Saturday, August 21, 2010

Spinach Lasagna

In my last post I mentioned our trip to my friend's cabin.  When we are up there we tend be out during the day and then home in the evenings.  So lunch often finds us grabbing a bite to eat in town (or up at the ski lodge depending on the time of year) but by dinner time everyone is ready to get comfortable for a night of games, movies and stargazing.  I decided to bring up lasagna for the first night so we wouldn't have to go to the store or spend much time in the kitchen.  This recipe is one that has become a favorite.  The original recipe that I work from is one for Sausage, Cheese and Basil Lasagna from Bon Appetit, February 2000.  I have modified it over time to be vegetarian, more spinach than basil but very, very good.  I use finely chopped mushrooms to mimic the sausage flavor - in fact the youngest guest (who hates mushrooms) loved the "sausage lasagna."

Spinach Lasagna

Sauce Ingredients:
2 tablespoons olive oil
12 oz. crimini mushrooms, finely chopped
1 tablespoon fennel seed
1 teaspoon crushed red pepper
1/2 teaspoon sea salt
1 large onion, diced
3 large garlic cloves, chopped
2 teaspoons dried oregano
1 28 oz can crushed tomatoes with added puree 
1 14oz can diced tomatoes (do not drain)

Lasagna ingredients:
18 ounces shredded mozzarella cheese*
5 ounces grated paremsan
1/2 cup loosely packed basil leaves
16 oz. frozen chopped spinach, thawed
1 15 ounce container, plus one cup, part-skim ricotta cheese
1 large egg
1/2 teaspoon salt
1/4 teaspoon ground black pepper
16 no-boil lasagna noodles
non-stick oil spray

First you have to make the "sausage."  Combine the finely chopped mushrooms with the fennel seed, red pepper and sea salt.

Recorded data
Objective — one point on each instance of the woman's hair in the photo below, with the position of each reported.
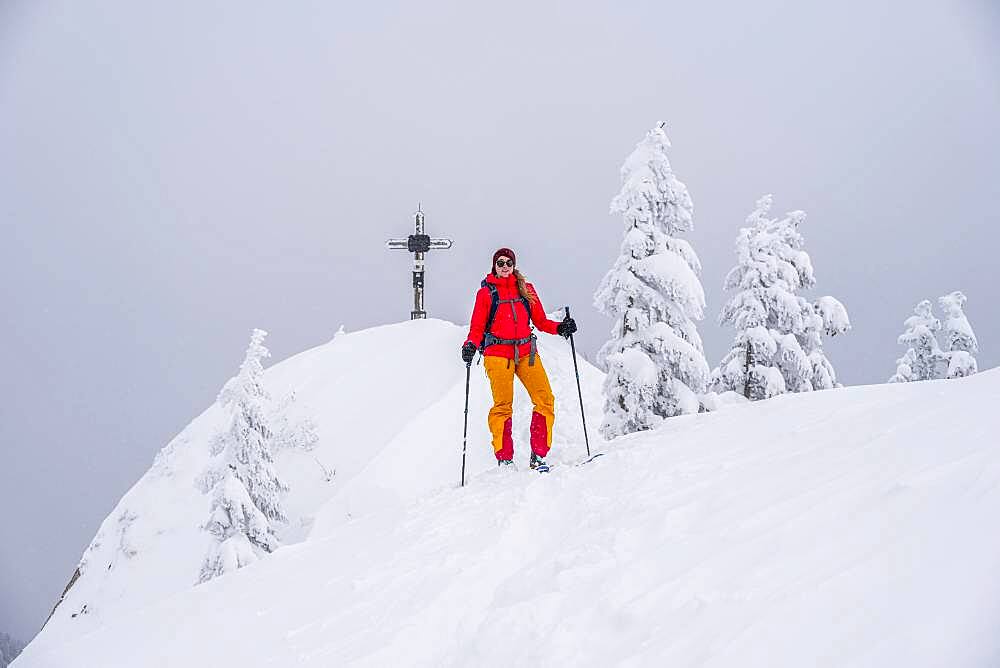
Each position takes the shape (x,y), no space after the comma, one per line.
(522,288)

Job 1
According to the spinach lasagna recipe, which magazine and issue did the original recipe come from?
Job 2
Please list every item under "Sauce Ingredients" in the spinach lasagna recipe whose amount is given in teaspoons or tablespoons.
Job 3
Why does the spinach lasagna recipe use finely chopped mushrooms?
Answer using only the spinach lasagna recipe.

Written solution 1
Bon Appetit, February 2000.

Written solution 2
Olive oil, fennel seed, crushed red pepper, sea salt, dried oregano.

Written solution 3
The recipe is a vegetarian version of a sausage lasagna, and the finely chopped mushrooms mimic the sausage flavor.